Exercise directions:
Retype the records below exactly as they stand, omitting the pictures.

Collected data
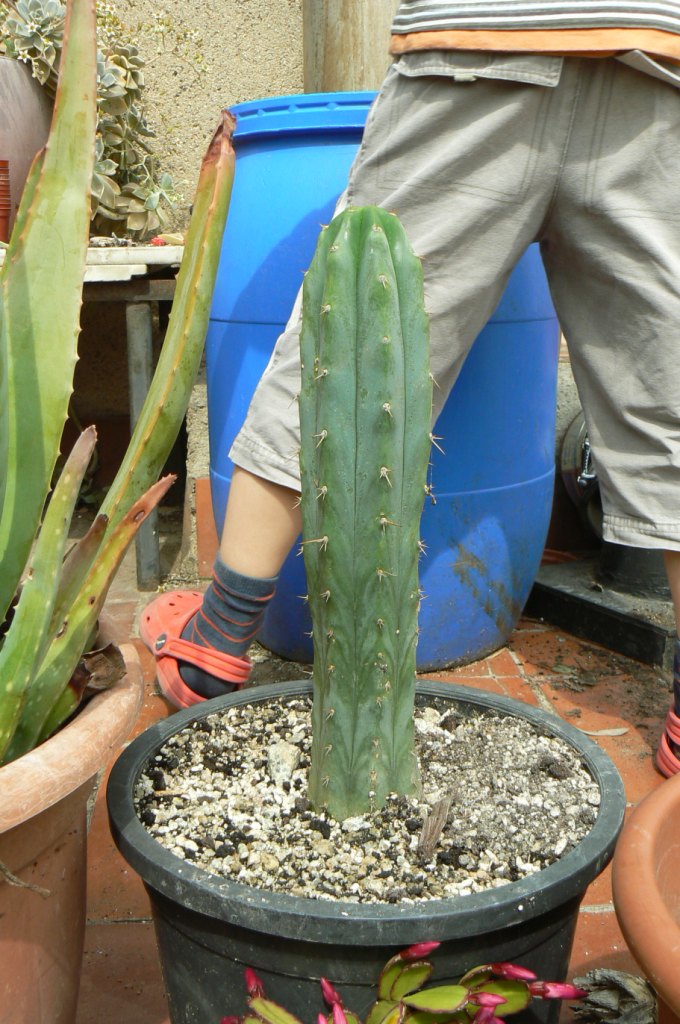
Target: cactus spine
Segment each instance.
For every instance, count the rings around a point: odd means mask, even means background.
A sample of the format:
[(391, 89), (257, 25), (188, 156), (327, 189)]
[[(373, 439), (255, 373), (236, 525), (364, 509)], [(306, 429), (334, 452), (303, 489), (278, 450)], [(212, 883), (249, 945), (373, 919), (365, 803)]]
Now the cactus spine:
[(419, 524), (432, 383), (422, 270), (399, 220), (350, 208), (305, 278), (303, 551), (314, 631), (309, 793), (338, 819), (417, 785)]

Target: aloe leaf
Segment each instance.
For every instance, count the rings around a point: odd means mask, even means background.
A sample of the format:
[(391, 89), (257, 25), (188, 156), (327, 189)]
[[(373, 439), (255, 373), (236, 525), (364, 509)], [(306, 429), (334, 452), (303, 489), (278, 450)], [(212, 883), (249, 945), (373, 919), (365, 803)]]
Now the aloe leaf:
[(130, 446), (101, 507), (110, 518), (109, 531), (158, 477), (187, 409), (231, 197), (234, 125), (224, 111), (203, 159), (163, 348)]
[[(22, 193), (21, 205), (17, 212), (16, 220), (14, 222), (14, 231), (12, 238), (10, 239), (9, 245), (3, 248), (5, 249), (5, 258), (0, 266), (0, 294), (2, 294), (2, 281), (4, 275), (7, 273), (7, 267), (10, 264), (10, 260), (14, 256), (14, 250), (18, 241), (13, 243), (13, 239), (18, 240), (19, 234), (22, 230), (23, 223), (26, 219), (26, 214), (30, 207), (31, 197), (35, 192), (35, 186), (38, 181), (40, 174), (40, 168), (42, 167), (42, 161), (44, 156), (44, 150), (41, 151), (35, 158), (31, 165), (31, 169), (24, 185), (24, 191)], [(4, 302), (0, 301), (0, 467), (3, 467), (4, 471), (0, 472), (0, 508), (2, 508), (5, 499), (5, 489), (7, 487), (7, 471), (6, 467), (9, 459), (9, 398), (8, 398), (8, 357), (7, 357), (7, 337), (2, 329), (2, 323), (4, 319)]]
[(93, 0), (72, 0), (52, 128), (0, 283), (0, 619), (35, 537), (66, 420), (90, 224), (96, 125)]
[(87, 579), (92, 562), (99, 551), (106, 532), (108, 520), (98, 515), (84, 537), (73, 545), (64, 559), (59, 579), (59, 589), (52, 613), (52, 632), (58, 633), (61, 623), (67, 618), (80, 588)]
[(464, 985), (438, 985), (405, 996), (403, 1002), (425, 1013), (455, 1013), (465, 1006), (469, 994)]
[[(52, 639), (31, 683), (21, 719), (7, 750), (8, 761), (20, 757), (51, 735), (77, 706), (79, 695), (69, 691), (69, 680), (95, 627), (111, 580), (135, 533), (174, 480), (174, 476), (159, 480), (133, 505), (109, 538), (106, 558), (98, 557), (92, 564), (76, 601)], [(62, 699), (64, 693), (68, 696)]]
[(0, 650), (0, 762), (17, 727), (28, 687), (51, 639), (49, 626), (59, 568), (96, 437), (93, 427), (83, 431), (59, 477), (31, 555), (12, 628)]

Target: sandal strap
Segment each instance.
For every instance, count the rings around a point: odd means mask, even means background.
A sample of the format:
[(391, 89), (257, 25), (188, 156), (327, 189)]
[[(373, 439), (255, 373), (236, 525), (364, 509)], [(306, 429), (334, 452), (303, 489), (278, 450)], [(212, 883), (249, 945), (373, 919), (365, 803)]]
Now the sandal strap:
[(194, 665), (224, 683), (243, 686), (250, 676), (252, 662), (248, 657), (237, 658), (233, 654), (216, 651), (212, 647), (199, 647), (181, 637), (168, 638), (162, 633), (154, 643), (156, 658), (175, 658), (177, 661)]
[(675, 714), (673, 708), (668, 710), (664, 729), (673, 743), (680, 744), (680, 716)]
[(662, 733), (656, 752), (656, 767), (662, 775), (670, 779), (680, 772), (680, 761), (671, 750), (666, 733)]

Task answer:
Target: cactus spine
Segment each instance.
For every instance, count the rings around a point: odd means mask, even means background.
A sample of the format:
[(391, 89), (257, 25), (188, 156), (327, 189)]
[[(373, 439), (255, 373), (236, 525), (364, 509)], [(306, 429), (334, 452), (303, 489), (278, 450)], [(212, 883), (249, 945), (373, 919), (365, 803)]]
Now the cactus spine:
[(419, 524), (432, 383), (422, 270), (399, 220), (350, 208), (305, 278), (303, 551), (314, 631), (309, 793), (338, 819), (417, 785)]

Target: aloe leaf
Segment each instance.
For every instance, count the rings around a point: odd means mask, even means background.
A sample of the format:
[(391, 89), (257, 25), (188, 156), (327, 189)]
[[(373, 439), (255, 373), (236, 525), (364, 509)], [(306, 429), (334, 452), (303, 489), (278, 450)], [(212, 883), (249, 945), (373, 919), (365, 803)]]
Now the aloe leaf:
[(130, 446), (101, 507), (110, 518), (109, 531), (158, 477), (187, 409), (231, 197), (234, 125), (224, 111), (203, 159), (163, 348)]
[[(22, 193), (21, 205), (17, 212), (16, 220), (14, 222), (14, 231), (12, 238), (10, 239), (9, 245), (3, 248), (5, 249), (5, 258), (0, 266), (0, 294), (2, 294), (2, 281), (4, 275), (7, 273), (7, 267), (10, 264), (10, 260), (14, 256), (14, 250), (18, 241), (13, 243), (13, 239), (18, 240), (19, 234), (22, 230), (23, 223), (26, 219), (26, 214), (30, 207), (31, 197), (35, 192), (35, 186), (38, 181), (40, 174), (40, 168), (42, 167), (42, 161), (44, 156), (44, 150), (41, 151), (35, 158), (31, 165), (31, 169), (24, 185), (24, 191)], [(4, 302), (0, 301), (0, 467), (3, 467), (4, 471), (0, 472), (0, 508), (2, 508), (5, 499), (5, 489), (7, 487), (7, 471), (6, 467), (9, 459), (9, 398), (8, 398), (8, 357), (7, 357), (7, 337), (2, 329), (2, 323), (4, 319)]]
[(93, 0), (72, 0), (52, 128), (0, 283), (0, 619), (35, 537), (66, 420), (90, 224), (96, 125)]
[(87, 579), (92, 562), (99, 551), (106, 532), (108, 520), (98, 515), (84, 537), (73, 545), (64, 559), (59, 579), (59, 589), (52, 613), (52, 632), (58, 633), (61, 623), (67, 618), (80, 588)]
[(464, 985), (438, 985), (405, 996), (403, 1002), (425, 1013), (455, 1013), (465, 1006), (469, 994)]
[[(52, 639), (31, 683), (21, 719), (7, 750), (8, 761), (20, 757), (51, 735), (77, 706), (79, 695), (69, 691), (69, 680), (95, 627), (111, 580), (135, 533), (174, 480), (174, 476), (159, 480), (133, 505), (109, 538), (106, 558), (98, 557), (92, 564), (76, 601)], [(62, 699), (64, 693), (68, 696)]]
[(0, 650), (0, 762), (17, 727), (28, 687), (51, 639), (49, 626), (59, 568), (96, 437), (93, 427), (83, 431), (59, 477), (31, 555), (12, 628)]

Target: sandal strap
Segment each instance.
For every instance, count the rings around a point: odd means mask, even means background.
A sample of the format:
[(391, 89), (257, 25), (188, 156), (327, 189)]
[[(373, 439), (255, 373), (236, 525), (364, 509)], [(306, 429), (334, 452), (303, 489), (278, 450)], [(212, 883), (249, 945), (373, 919), (365, 803)]]
Now the sandal strap:
[(194, 665), (224, 683), (243, 686), (250, 676), (252, 662), (248, 657), (237, 658), (233, 654), (216, 651), (212, 647), (199, 647), (181, 637), (168, 638), (162, 633), (154, 643), (156, 658), (175, 658), (177, 661)]
[(675, 714), (673, 708), (668, 710), (664, 729), (673, 743), (680, 744), (680, 716)]
[(662, 733), (656, 752), (656, 767), (662, 775), (670, 779), (680, 772), (680, 761), (671, 750), (666, 733)]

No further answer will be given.